---------- Given information ----------
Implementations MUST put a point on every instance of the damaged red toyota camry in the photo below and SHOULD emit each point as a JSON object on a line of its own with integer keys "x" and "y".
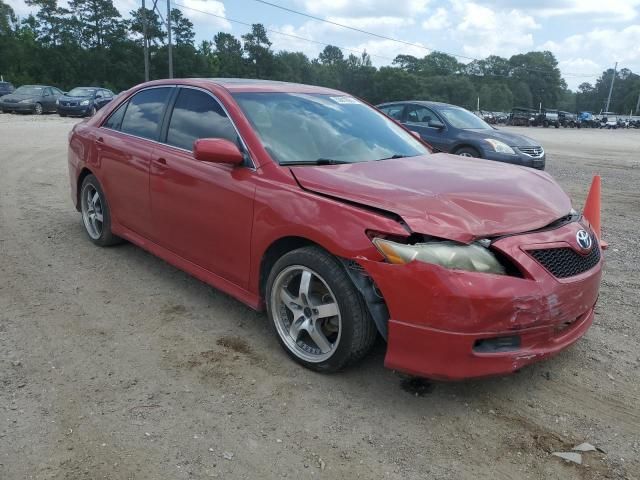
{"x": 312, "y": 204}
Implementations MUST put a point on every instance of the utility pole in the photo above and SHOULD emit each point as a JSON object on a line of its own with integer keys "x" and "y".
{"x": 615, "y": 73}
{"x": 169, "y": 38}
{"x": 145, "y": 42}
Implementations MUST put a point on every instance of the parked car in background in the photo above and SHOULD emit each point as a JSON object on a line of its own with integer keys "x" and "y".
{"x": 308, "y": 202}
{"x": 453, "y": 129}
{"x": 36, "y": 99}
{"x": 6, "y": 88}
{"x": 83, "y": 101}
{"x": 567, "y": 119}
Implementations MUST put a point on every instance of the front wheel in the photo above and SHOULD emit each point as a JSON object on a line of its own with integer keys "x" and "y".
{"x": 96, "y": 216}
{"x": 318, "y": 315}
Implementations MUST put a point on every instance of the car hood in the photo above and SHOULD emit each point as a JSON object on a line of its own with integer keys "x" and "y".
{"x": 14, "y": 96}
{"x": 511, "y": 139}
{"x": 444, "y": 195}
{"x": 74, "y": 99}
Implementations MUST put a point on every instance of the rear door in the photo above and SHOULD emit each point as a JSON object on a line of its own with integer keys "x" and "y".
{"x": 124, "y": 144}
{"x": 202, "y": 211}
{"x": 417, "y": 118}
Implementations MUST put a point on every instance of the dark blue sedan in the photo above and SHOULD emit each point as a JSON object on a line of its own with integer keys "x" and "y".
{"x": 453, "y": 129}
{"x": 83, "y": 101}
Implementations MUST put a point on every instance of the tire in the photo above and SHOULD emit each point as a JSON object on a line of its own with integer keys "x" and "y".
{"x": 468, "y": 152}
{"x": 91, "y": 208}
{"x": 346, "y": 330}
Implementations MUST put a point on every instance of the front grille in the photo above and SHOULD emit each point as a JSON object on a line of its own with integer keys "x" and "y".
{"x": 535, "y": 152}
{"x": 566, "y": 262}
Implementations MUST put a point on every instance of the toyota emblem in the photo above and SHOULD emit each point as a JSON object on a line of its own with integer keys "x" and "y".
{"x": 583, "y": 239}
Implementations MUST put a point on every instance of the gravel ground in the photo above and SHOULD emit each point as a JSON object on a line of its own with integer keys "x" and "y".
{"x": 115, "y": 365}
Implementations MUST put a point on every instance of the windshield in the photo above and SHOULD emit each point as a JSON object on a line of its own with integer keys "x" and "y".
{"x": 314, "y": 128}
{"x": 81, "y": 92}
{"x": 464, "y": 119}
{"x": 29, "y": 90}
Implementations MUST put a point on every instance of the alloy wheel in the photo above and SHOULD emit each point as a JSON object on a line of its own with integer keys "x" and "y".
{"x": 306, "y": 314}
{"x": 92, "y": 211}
----------
◆ Exercise
Return the lines above, from the one containing "the front grille" to the end, exactly as they stand.

◆ Finished exercise
Implementations MUST put a point on every instance of the front grille in the photo above and SHOULD emit each point as a JSON object on a line of its own with integer keys "x" and "y".
{"x": 535, "y": 152}
{"x": 566, "y": 262}
Implementations MUST put a point on every instance of the toyota emblem in the photo above and SHOULD emit each point as a JSON object on a line of its own with integer keys "x" and "y".
{"x": 583, "y": 239}
Implementations MUST put a point on every instance of the gravel ground in the photo above and SHOULD emit each point as a JSON object on a line of its own with integer keys "x" and "y".
{"x": 115, "y": 365}
Implementations MUST put a point on every instance of the windshield in the photo above and SHOULD emit each point as a JSON object on a line of its own with integer keys "x" and "y".
{"x": 314, "y": 128}
{"x": 81, "y": 92}
{"x": 464, "y": 119}
{"x": 29, "y": 90}
Implementations MUST put a point on every instance of the alloy wheel in the photo above and SHOULD emit each point as a JSON object on a line of its own with integer keys "x" and "y".
{"x": 306, "y": 314}
{"x": 92, "y": 211}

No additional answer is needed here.